Exercise
Below are the records; locate each line with the word "chin" and copy it.

Stored data entries:
□ □ □ □ □

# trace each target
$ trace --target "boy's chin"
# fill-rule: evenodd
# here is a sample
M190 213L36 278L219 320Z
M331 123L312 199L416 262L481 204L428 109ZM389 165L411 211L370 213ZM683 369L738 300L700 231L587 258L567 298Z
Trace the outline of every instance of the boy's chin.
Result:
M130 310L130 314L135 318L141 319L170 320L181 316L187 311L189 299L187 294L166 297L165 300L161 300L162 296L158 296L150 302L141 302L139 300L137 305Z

□ □ □ □ □

Output of the task
$ trace --target "boy's chin"
Trace the outline of every instance of the boy's chin.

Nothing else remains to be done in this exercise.